>>>>

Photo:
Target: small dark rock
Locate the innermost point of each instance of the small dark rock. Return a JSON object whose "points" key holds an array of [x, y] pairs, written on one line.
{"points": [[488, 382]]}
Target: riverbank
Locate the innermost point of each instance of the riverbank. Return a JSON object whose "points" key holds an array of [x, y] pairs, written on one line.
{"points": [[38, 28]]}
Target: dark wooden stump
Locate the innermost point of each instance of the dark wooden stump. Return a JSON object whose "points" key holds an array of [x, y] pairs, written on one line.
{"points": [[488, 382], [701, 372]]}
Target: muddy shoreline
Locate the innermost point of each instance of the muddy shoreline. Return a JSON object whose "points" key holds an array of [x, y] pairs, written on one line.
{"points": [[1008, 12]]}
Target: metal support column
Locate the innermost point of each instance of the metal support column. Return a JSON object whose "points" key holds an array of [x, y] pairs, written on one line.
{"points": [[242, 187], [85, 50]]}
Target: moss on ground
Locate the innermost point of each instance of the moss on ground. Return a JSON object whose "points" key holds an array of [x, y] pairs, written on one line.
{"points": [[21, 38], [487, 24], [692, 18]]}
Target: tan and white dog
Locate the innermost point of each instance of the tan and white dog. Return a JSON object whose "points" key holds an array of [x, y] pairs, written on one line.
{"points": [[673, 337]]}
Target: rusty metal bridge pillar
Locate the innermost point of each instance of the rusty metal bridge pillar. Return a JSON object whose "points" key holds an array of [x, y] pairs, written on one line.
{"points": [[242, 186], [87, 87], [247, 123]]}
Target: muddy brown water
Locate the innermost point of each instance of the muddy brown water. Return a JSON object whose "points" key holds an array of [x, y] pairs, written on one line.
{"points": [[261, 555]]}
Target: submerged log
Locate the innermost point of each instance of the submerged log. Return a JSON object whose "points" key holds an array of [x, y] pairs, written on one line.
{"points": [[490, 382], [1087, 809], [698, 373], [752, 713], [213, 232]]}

<<<<
>>>>

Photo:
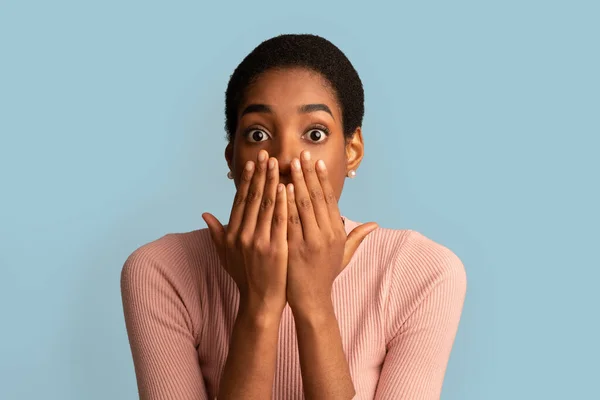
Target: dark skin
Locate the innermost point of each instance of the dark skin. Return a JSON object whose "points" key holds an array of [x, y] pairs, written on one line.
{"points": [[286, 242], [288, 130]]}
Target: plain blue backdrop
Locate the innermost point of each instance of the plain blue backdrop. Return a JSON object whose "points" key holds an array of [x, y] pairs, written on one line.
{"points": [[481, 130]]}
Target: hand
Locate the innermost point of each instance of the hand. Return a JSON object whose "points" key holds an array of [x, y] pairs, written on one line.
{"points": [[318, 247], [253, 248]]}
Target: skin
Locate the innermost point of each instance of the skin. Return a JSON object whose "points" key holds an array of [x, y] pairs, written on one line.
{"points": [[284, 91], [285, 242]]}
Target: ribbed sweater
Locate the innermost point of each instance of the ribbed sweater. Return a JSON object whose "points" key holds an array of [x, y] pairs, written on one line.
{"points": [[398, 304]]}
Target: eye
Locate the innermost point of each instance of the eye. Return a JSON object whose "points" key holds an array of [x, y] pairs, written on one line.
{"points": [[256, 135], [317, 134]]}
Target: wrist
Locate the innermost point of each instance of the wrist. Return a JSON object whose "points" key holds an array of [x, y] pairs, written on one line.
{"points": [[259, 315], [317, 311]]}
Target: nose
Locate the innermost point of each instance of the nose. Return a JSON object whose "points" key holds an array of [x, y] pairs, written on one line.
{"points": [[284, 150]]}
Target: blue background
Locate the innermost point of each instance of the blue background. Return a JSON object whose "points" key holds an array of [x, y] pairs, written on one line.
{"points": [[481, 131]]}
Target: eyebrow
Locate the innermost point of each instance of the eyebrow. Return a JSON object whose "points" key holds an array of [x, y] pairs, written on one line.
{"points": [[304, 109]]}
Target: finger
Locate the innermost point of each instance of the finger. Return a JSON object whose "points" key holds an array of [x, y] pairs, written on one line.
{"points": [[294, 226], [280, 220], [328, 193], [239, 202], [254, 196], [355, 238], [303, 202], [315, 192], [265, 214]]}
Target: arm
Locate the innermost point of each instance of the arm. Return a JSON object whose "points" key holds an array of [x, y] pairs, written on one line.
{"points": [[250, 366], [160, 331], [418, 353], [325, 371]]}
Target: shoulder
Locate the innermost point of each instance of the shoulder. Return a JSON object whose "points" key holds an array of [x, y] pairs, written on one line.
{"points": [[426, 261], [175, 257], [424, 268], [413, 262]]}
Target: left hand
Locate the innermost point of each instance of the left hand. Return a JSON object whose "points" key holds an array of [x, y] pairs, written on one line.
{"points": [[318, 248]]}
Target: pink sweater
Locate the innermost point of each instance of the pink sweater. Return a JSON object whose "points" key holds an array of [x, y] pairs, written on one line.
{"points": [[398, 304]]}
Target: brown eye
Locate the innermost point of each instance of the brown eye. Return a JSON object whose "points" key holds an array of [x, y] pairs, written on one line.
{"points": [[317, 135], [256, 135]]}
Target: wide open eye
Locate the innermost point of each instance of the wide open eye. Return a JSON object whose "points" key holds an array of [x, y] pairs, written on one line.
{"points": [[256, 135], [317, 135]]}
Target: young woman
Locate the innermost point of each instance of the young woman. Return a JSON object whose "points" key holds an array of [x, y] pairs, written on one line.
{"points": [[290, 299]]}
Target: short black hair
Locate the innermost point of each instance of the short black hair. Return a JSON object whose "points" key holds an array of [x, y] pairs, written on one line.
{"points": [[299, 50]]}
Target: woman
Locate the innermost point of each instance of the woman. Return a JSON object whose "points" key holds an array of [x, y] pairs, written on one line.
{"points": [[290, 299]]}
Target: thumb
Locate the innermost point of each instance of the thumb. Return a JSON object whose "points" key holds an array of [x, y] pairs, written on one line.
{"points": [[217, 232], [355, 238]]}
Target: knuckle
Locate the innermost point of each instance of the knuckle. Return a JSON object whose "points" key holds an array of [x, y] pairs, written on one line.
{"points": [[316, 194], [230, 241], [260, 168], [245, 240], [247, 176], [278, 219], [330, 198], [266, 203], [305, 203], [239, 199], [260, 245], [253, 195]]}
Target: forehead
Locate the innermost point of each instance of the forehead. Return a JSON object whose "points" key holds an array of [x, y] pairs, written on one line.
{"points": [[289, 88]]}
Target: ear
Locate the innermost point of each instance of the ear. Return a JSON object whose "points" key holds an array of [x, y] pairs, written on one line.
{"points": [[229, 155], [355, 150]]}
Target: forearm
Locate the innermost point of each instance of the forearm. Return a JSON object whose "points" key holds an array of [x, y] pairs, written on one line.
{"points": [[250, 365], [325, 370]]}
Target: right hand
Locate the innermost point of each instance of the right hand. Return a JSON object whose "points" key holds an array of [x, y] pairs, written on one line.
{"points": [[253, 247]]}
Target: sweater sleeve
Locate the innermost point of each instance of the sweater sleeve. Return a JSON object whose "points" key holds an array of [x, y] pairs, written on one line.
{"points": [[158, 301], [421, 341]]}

<<<<
>>>>

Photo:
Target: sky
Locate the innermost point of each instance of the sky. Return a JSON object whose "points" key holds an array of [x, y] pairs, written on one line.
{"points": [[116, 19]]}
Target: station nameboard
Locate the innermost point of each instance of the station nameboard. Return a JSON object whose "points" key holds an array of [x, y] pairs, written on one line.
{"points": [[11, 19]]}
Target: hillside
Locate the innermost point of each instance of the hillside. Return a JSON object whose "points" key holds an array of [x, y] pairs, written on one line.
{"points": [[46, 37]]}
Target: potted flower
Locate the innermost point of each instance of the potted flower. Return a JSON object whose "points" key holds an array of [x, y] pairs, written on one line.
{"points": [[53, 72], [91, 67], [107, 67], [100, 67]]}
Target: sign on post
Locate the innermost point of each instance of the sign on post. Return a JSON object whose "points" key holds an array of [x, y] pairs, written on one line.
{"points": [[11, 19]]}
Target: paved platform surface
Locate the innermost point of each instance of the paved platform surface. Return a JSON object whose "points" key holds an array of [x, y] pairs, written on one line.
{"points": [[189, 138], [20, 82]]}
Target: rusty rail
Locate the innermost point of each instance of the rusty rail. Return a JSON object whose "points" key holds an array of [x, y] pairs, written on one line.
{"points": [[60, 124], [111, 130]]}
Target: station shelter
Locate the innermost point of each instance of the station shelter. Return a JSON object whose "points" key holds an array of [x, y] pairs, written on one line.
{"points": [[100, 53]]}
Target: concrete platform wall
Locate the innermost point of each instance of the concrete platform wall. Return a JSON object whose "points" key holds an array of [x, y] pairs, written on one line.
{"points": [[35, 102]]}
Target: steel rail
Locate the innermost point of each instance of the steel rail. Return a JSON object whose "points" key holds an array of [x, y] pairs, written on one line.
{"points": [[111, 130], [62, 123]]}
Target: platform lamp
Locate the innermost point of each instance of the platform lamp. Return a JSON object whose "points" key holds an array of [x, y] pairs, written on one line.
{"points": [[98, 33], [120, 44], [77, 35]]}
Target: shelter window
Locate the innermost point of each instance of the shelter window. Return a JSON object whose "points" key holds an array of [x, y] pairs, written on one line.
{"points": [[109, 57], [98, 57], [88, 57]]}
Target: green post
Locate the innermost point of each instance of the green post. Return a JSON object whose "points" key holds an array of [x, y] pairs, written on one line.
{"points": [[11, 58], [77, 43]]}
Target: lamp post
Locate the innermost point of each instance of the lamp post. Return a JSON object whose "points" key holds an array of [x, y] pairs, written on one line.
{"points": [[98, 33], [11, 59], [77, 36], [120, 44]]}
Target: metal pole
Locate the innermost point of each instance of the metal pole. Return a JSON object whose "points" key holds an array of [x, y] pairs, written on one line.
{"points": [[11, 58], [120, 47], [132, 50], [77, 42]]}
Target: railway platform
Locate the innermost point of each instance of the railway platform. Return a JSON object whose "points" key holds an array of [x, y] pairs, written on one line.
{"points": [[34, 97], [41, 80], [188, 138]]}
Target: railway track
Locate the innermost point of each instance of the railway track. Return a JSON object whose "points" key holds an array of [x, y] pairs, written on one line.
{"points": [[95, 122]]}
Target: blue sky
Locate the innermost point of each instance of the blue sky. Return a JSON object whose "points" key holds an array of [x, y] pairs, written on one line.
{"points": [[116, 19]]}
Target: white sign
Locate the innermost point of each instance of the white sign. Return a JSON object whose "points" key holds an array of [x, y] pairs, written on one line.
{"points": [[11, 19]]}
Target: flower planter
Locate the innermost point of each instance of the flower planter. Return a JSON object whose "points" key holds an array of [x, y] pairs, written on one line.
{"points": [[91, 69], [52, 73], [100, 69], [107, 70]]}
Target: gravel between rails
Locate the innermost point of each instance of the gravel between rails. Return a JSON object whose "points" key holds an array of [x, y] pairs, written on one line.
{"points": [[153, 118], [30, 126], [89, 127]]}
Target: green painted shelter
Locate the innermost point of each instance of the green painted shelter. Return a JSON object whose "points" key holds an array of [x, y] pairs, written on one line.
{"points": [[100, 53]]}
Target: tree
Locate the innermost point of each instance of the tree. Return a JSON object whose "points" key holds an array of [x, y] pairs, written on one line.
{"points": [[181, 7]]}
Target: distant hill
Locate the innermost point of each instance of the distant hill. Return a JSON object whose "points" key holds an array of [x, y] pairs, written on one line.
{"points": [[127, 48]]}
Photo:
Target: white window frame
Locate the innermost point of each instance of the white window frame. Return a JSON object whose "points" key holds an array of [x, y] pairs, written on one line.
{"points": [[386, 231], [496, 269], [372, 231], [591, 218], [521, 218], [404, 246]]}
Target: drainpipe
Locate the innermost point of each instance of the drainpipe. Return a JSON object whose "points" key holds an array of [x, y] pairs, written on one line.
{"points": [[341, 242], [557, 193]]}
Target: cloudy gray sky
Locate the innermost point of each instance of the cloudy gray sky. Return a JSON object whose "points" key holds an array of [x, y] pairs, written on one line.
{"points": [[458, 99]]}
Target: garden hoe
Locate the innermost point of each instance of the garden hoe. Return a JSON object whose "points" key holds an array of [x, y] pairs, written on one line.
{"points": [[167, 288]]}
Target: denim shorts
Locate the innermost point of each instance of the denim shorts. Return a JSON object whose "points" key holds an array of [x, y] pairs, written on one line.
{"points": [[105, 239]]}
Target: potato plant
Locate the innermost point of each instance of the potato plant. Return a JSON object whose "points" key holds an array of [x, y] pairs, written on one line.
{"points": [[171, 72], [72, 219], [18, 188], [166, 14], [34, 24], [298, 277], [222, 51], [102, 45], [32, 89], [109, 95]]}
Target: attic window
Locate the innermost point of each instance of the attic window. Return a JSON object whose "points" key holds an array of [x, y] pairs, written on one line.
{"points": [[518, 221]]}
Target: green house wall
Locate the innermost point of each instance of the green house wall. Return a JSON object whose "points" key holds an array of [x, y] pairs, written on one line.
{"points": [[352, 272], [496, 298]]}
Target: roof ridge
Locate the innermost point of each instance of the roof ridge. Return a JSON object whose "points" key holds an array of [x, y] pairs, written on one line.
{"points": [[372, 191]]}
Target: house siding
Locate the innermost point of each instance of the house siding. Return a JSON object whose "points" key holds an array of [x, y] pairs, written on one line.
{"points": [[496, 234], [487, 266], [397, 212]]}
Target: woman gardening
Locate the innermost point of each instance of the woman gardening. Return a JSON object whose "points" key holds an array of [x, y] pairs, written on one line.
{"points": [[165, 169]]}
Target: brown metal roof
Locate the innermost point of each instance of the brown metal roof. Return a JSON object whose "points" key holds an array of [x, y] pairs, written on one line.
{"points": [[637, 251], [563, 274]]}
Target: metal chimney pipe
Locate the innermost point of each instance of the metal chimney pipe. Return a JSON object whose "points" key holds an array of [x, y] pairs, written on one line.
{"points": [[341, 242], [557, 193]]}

<<<<

How many lines of the data above contain the string "shorts"? Match case exactly and reply with the count alone.

● **Output of the exercise**
2